● Fonte
##########

Fritz Walter e sua desventura
Aproveitando da friaca que fomos acometidos neste início do mês de julho, onde os termômetros registraram temperaturas, em diversas localidades, quase a zero grau em São Lourenço, MG, e adjacências, aliás, coisa que a muito não ocorria, me trouxe a lembrança um episódio narrado pelo meu saudoso pai, Luiz Ayres, quando nos idos de 30, presenciou uma cena que na ocasião, foi motivo de grande tensão junto aqueles que ali participaram do inconsequente momento, que por pouco não causou uma tragédia, em que o estúpido alemão, querendo se “mostrar” aos colegas caixeiros viajantes, se submeteu a entrar debaixo do chuveiro,- naquela ocasião não existia chuveiro elétrico, a não ser por serpentinas que passavam pelo fogão a lenha aquecendo a água em caixas de metal a mantê-la sempre quente para utilização – no início da madrugada, onde segundo o termômetro do hotel em que se encontravam, registrava, na cidade de Maria da Fé, MG, menos 2 graus negativos. Como adendo a este registro, Maria da Fé naquela oportunidade, era uma das mais frias cidades brasileiras e a mais fria de Minas Gerais.
O grupo que normalmente após o jantar, costumava se reunir a prosear na praça da estação a contar suas bravatas, suas fanfarronices, e outras tantas falácias, inclusive amorosas e “dom juanescas”, entre bebidas fortes visando amainar o frio reinante, em que a aguardente era o” cobertor”, além das roupas de lã, poncho entre outras alternativas, como fogueira improvisadas em latões com carvão a aquecer a roda que papeavam.
Nisso, de súbito chega-se ao grupo, Fritz Walter, a retirar seu chapéu enterrado à cabeça até as orelhas, e pede ao copeiro do bar uma garrafa de aguardente. Atendido, vira se ao grupo, sem antes dizer que era pra refrescar, pondo goela a baixo o líquido solicitado quase até meia garrafa. Arrotando a bebida, disse que hoje estava muito esfogueado e nada melhor que um banho para acalmá-lo. Um dos amigos ali presente, virando-se ao alemão, indaga se ele teria coragem de encarar uma chuveirada àquela hora da noite , em que a água da caixa metálica já era bem fria.
Luiz, que o ajudava no início da profissão de caixeiro viajante, junto seus amigos e clientes, o apresentando como pessoa de boa índole, trabalhador correto nas suas atitudes comerciais, enfim cidadão altamente confiável, representante da Cia. Mirtha Industrial do Rio de janeiro, famosa pelos produtos de toucador, como; o sabonete, talco, perfurarias e outros , da linha EUCALOL, que estava iniciando suas linhas de produções pelo Brasil afora, ampliando sua divulgação. Luiz amigo e conhecendo as artimanhas de Fritz Walter e, portanto, ser um alemão tinhoso, conhecido pelas fanfarronices expostas, entrou no circuito não aprovando a atitude em banhar-se, só para dizer que em nada o temia, muito menos ter medo de agua gelada, onde na Alemanha, cuja temperatura em Hamburgo chegava a menos dez graus negativos e nunca deixou de tomar diariamente seus banhos.

##########

● Entradas
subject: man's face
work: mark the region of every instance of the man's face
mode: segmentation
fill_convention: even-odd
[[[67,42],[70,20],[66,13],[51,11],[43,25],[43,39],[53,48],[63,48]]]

##########

● Tarefa 1
Repita fielmente o trecho do relato sobre Fritz Walter que começa nas palavras "Nisso, de súbito" e para logo depois de "era bem fria.".
● Tarefa 2
Retome o relato sobre Fritz Walter e dê continuidade a ele a partir do ponto em que termina.

● Resultado da tarefa 1
Nisso, de súbito chega-se ao grupo, Fritz Walter, a retirar seu chapéu enterrado à cabeça até as orelhas, e pede ao copeiro do bar uma garrafa de aguardente. Atendido, vira se ao grupo, sem antes dizer que era pra refrescar, pondo goela a baixo o líquido solicitado quase até meia garrafa. Arrotando a bebida, disse que hoje estava muito esfogueado e nada melhor que um banho para acalmá-lo. Um dos amigos ali presente, virando-se ao alemão, indaga se ele teria coragem de encarar uma chuveirada àquela hora da noite , em que a água da caixa metálica já era bem fria.

● Resultado da tarefa 2
Nestas alturas, os colegas ali reunidos em volta do tonel onde ardia uma fogueira a aquecê-los, pois a friagem passava dos -2,5 °, depois de esvaziar a garrafa de aguardente, saiu em direção ao banheiro do hotel, a solicitar uma toalha a gerência, pegar um sabonete EUCALOL, acompanhado do grupo que insistia naquela loucura, inclusive seu amigo Luiz, que era contra aquele absurdo, e junto a porta aberta do chuveiro, após se despir, só mantendo a ceroula, se pôs a abrir a torneira, que em princípio não saiu agua, pois congelara no cano de ferro. Batendo no cano com cabo de uma vassoura, aos pouco a agua começa a sair pelo chuveiro e foi aumentando de volume e finalmente Fritz penetra debaixo daquela maldita ideia.
Esfregando a cabeça com as mãos em que o sabonete entra em ação, urrando logicamente pelo frio, a saltar em pulos frenéticos, apoia-se à torneira, vai vergando as pernas e se deixa cair ao chão do box sobre os olhos dos presentes espantados, quando Luiz penetra e o mais depressa fecha a agua da torneira. E com auxilio de dois colegas, o envolve nas duas tolhas. Com respiração ofegante, como houvesse participado de uma corrida, de olhos semiabertos, mãos roxeadas como os lábios e ourelas, é conduzido ao quarto, posto à cama e coberto por três cobertores, depois de vestido com suéter camisas de flanelas e meias de lã.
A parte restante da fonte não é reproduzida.